本篇使用CIFAR-10数据集,该数据集是一个常用的图像分类基准,包含 60000 张 32x32 的彩色图像,分为 10 个类别:飞机、汽车、鸟类、猫、鹿、狗、蛙类、马、船和卡车。每个类别 6000 张图像,其中 50000 张用于训练,10000 张用于测试。

本篇使用CIFAR-10数据集进行微调,将原本vit-base-patch16-224模型的1000个分类微调为10个,这里的data_path是我已经提前下载好的数据集地址,batch_size需要你根据自己的配置调整。

# 数据处理和加载数据集
transform = transforms.Compose([
    transforms.Resize((224, 224)),  # 因为vit需要224x224的输入
    transforms.ToTensor(),
    transforms.Normalize((0.5, 0.5, 0.5), (0.5, 0.5, 0.5))
])


def load_data(data_path):
    train_dataset = datasets.CIFAR10(root=data_path, train=True, download=True, transform=transform)
    test_dataset = datasets.CIFAR10(root=data_path, train=False, download=True, transform=transform)
    return train_dataset, test_dataset

itos = {k: v for k, v in enumerate(train_dataset.classes)}
stoi = {v: k for k, v in itos.items()}
train_loader = DataLoader(train_dataset, batch_size=32, shuffle=True, num_workers=4, pin_memory=True)

--------------------

* **简短练习**: 请列出所给文本中 transforms.Compose 所包含的全部预处理操作。

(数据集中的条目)

--------------------

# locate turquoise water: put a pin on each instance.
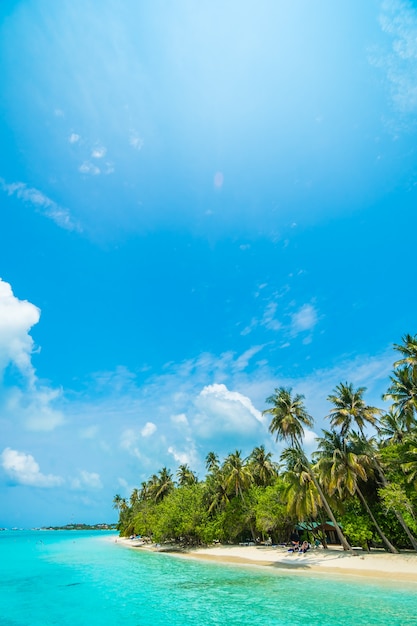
(80, 578)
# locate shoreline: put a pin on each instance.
(378, 565)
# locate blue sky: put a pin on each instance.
(200, 202)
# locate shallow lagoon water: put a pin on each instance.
(82, 578)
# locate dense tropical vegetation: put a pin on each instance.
(362, 478)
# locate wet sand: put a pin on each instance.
(377, 564)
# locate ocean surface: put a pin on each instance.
(84, 578)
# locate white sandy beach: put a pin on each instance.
(376, 564)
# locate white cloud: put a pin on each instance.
(87, 480)
(399, 20)
(183, 456)
(269, 320)
(135, 140)
(180, 419)
(24, 470)
(148, 430)
(41, 203)
(99, 152)
(304, 319)
(221, 410)
(16, 319)
(34, 405)
(89, 168)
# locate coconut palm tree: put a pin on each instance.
(350, 409)
(409, 351)
(119, 503)
(289, 416)
(303, 499)
(264, 470)
(403, 393)
(186, 476)
(341, 469)
(237, 473)
(212, 462)
(368, 448)
(391, 428)
(163, 484)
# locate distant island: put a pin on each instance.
(82, 527)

--------------------

* **任务结果**: transforms.Resize((224, 224))、transforms.ToTensor()、transforms.Normalize((0.5, 0.5, 0.5), (0.5, 0.5, 0.5))